_WHAT TO WORK ON_
Quote every line of the data below word for word, changing nothing.

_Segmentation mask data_
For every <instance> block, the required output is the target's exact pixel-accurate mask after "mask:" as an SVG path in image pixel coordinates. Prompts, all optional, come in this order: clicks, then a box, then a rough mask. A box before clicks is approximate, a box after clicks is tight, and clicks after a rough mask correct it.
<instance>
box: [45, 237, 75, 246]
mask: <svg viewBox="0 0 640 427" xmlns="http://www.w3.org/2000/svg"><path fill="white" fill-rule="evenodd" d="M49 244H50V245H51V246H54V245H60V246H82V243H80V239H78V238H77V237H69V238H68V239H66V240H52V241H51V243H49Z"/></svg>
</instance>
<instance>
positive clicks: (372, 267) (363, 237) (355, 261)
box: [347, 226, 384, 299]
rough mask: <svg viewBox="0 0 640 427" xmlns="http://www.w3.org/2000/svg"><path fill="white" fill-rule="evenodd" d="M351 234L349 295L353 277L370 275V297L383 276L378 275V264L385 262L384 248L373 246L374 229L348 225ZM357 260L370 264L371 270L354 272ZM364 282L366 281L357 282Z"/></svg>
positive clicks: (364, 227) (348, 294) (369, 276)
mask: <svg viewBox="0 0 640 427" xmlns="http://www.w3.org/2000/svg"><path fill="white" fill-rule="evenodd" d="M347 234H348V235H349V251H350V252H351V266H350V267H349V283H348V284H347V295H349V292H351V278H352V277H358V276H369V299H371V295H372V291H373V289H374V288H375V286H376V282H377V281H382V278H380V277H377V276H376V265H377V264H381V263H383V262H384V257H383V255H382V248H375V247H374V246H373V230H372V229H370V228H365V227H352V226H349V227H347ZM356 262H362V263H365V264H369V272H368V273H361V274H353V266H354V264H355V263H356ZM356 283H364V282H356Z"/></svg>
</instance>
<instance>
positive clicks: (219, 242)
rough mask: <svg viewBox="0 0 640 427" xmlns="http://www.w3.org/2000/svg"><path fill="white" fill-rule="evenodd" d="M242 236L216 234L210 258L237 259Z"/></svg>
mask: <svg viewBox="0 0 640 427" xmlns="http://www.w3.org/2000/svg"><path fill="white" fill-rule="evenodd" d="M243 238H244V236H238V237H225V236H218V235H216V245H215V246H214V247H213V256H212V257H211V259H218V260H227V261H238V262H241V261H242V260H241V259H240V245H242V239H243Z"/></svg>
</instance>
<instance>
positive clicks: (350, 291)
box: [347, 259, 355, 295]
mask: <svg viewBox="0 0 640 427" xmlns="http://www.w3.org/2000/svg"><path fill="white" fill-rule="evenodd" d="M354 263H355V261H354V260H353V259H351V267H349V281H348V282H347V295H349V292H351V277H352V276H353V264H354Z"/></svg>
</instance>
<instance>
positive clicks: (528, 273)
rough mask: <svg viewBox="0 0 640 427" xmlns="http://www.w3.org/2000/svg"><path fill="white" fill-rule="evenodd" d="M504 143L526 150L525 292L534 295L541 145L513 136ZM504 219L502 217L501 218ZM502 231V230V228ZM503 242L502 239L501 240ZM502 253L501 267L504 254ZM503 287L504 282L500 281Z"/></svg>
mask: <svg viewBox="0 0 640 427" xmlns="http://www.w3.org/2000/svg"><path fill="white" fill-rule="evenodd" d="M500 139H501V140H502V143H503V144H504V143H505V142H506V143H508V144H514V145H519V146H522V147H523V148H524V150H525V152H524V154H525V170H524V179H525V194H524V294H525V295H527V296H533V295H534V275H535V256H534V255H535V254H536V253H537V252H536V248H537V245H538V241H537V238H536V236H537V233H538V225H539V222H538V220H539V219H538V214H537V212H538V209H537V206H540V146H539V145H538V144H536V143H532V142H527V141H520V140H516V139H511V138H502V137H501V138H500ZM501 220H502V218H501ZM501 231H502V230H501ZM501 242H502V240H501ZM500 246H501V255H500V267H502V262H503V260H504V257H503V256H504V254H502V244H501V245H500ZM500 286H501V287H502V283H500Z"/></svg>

_RESPONSE TO THE EXERCISE_
For every <instance> block, the required output is the target's exact pixel-accurate mask after "mask:" as an SVG path in image pixel coordinates. Prompts, all optional, come in this order: clicks, then a box, then a rough mask. A box before clicks is approximate, a box after clicks is tight, and clicks after a rough mask correct it.
<instance>
box: [45, 237, 75, 246]
mask: <svg viewBox="0 0 640 427" xmlns="http://www.w3.org/2000/svg"><path fill="white" fill-rule="evenodd" d="M49 244H50V245H51V246H54V245H60V246H82V243H80V239H78V238H77V237H69V238H68V239H66V240H52V241H51V243H49Z"/></svg>
</instance>
<instance>
positive clicks: (372, 267) (363, 237) (355, 261)
box: [347, 226, 384, 299]
rough mask: <svg viewBox="0 0 640 427" xmlns="http://www.w3.org/2000/svg"><path fill="white" fill-rule="evenodd" d="M351 234L349 295L353 277L370 275V297L383 276L378 275V264L385 262L384 248L373 246L374 229L348 225ZM357 260L370 264L371 270L354 272ZM364 282L366 281L357 282Z"/></svg>
positive clicks: (364, 227) (348, 294) (369, 276)
mask: <svg viewBox="0 0 640 427" xmlns="http://www.w3.org/2000/svg"><path fill="white" fill-rule="evenodd" d="M347 234H348V235H349V251H350V252H351V266H350V267H349V283H348V284H347V295H349V292H351V278H352V277H358V276H369V299H371V295H372V291H373V289H374V288H375V286H376V282H377V281H382V278H380V277H377V276H376V265H377V264H381V263H383V262H384V257H383V255H382V248H375V247H374V246H373V230H372V229H370V228H365V227H352V226H349V227H347ZM356 262H362V263H365V264H369V272H368V273H361V274H353V266H354V264H355V263H356ZM356 283H364V282H356Z"/></svg>
</instance>
<instance>
positive clicks: (219, 242)
rough mask: <svg viewBox="0 0 640 427" xmlns="http://www.w3.org/2000/svg"><path fill="white" fill-rule="evenodd" d="M242 236L216 234L210 258L237 259Z"/></svg>
mask: <svg viewBox="0 0 640 427" xmlns="http://www.w3.org/2000/svg"><path fill="white" fill-rule="evenodd" d="M243 238H244V236H238V237H225V236H218V235H216V245H215V246H214V247H213V256H212V257H211V259H218V260H227V261H238V262H241V261H242V260H241V259H240V245H242V239H243Z"/></svg>
</instance>
<instance>
positive clicks: (350, 291)
box: [347, 259, 355, 295]
mask: <svg viewBox="0 0 640 427" xmlns="http://www.w3.org/2000/svg"><path fill="white" fill-rule="evenodd" d="M354 263H355V261H354V260H353V259H351V267H349V281H348V282H347V295H349V292H351V277H352V276H353V264H354Z"/></svg>
</instance>
<instance>
positive clicks: (528, 273)
rough mask: <svg viewBox="0 0 640 427" xmlns="http://www.w3.org/2000/svg"><path fill="white" fill-rule="evenodd" d="M504 143L526 150L525 292L534 295L541 145L513 136ZM504 219L502 217L501 218ZM502 231V230V228ZM503 242L502 239L501 240ZM502 253L501 267L504 254ZM503 287L504 282L500 281Z"/></svg>
mask: <svg viewBox="0 0 640 427" xmlns="http://www.w3.org/2000/svg"><path fill="white" fill-rule="evenodd" d="M500 139H501V140H502V143H503V144H504V143H505V142H506V143H508V144H514V145H519V146H522V147H523V148H524V150H525V152H524V154H525V170H524V179H525V194H524V294H525V295H527V296H533V295H534V275H535V256H534V255H535V254H536V253H537V252H536V248H537V245H538V241H537V238H536V236H537V233H538V225H539V222H538V220H539V219H538V214H537V212H538V209H537V206H540V146H539V145H538V144H536V143H532V142H527V141H520V140H516V139H511V138H502V137H501V138H500ZM501 220H502V218H501ZM501 231H502V230H501ZM501 242H502V240H501ZM500 246H501V255H500V267H502V262H503V260H504V257H503V256H504V254H502V244H501V245H500ZM500 286H501V287H502V283H500Z"/></svg>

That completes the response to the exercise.